Here I would like to pause to say a few words about the term "sexual politics." As Carole Pateman and Mary Lyndon Shanley point out in their anthology Feminist Interpretation and Political Theory,
Sexual difference and sexuality are usually treated as marginal to or outside of the subject matter of political theory, but the different attributes, capacities, and characteristics ascribed to men and women by political theorists are central to the way in which each has defined the "political." Manhood and politics go hand in hand, and everything that stands in contrast to and opposed to political life and the political virtues has been represented by women, their capacities and their tasks seen as natural to their sex, especially motherhood. Many political theorists have seen women as having a vital part to play in social life -- but not as citizens and political actors. Rather, women have been designated as the upholders of the private foundation of the political world of men. . . . (3)This designated role is not without political implications, however. The Oxford English Dictionary defines politics as "the science and art of government; the science dealing with the form, organization, and administration of a state or part of one, and with the regulation of its relations with other states." I agree with Kate Millett that "one might expand this [science] to a set of stratagems designed to maintain a system. If one understands patriarchy to be an institution perpetuated by such techniques of control, one has a working definition of [sexual] politics" (23n). I use the term politics to refer both to power-structured relationships whereby one group of persons attempts to control another, and to a subsequent definition offered by the OED: "the political principles, convictions, opinions, or sympathies of a person or party." That is, there is a politics of the garden: a physical arrangement of objects in space designed to control the viewer's response; but there are also politics evoked by the garden: the convictions, opinions, and sympathies of individual visitors expressed in response to what they encounter there.

→ DIRECTIONS
Copy out the whole passage on the term "sexual politics" word for word. The records are separate material from the passage.

→ Recorded data
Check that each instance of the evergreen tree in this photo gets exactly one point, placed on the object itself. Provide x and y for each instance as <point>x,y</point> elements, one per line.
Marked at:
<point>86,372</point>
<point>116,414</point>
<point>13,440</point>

→ RESPONSE BELOW
Here I would like to pause to say a few words about the term "sexual politics." As Carole Pateman and Mary Lyndon Shanley point out in their anthology Feminist Interpretation and Political Theory,
Sexual difference and sexuality are usually treated as marginal to or outside of the subject matter of political theory, but the different attributes, capacities, and characteristics ascribed to men and women by political theorists are central to the way in which each has defined the "political." Manhood and politics go hand in hand, and everything that stands in contrast to and opposed to political life and the political virtues has been represented by women, their capacities and their tasks seen as natural to their sex, especially motherhood. Many political theorists have seen women as having a vital part to play in social life -- but not as citizens and political actors. Rather, women have been designated as the upholders of the private foundation of the political world of men. . . . (3)This designated role is not without political implications, however. The Oxford English Dictionary defines politics as "the science and art of government; the science dealing with the form, organization, and administration of a state or part of one, and with the regulation of its relations with other states." I agree with Kate Millett that "one might expand this [science] to a set of stratagems designed to maintain a system. If one understands patriarchy to be an institution perpetuated by such techniques of control, one has a working definition of [sexual] politics" (23n). I use the term politics to refer both to power-structured relationships whereby one group of persons attempts to control another, and to a subsequent definition offered by the OED: "the political principles, convictions, opinions, or sympathies of a person or party." That is, there is a politics of the garden: a physical arrangement of objects in space designed to control the viewer's response; but there are also politics evoked by the garden: the convictions, opinions, and sympathies of individual visitors expressed in response to what they encounter there.